WORK INSTRUCTION: Word for word, copy each record that comes after this.

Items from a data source
►

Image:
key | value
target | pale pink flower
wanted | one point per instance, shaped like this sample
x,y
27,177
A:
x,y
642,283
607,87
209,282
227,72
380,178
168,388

◄

EXERCISE RESULT:
Image:
key | value
target | pale pink flower
wanted | one point per instance, shaped like this sample
x,y
27,177
A:
x,y
642,283
607,87
209,282
227,72
380,178
168,388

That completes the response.